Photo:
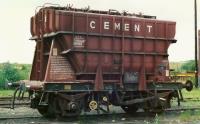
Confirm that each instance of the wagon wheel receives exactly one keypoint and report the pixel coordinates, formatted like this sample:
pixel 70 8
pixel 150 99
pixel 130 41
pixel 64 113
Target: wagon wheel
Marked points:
pixel 130 109
pixel 43 110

————

Every record above should be set down exactly, with the pictures left out.

Photo:
Confirm that each instance of the wagon wheel receives exactly one keypoint and report the pixel coordinates, formatted like this sample:
pixel 70 8
pixel 150 99
pixel 130 41
pixel 64 113
Target: wagon wheel
Marked points:
pixel 130 109
pixel 43 110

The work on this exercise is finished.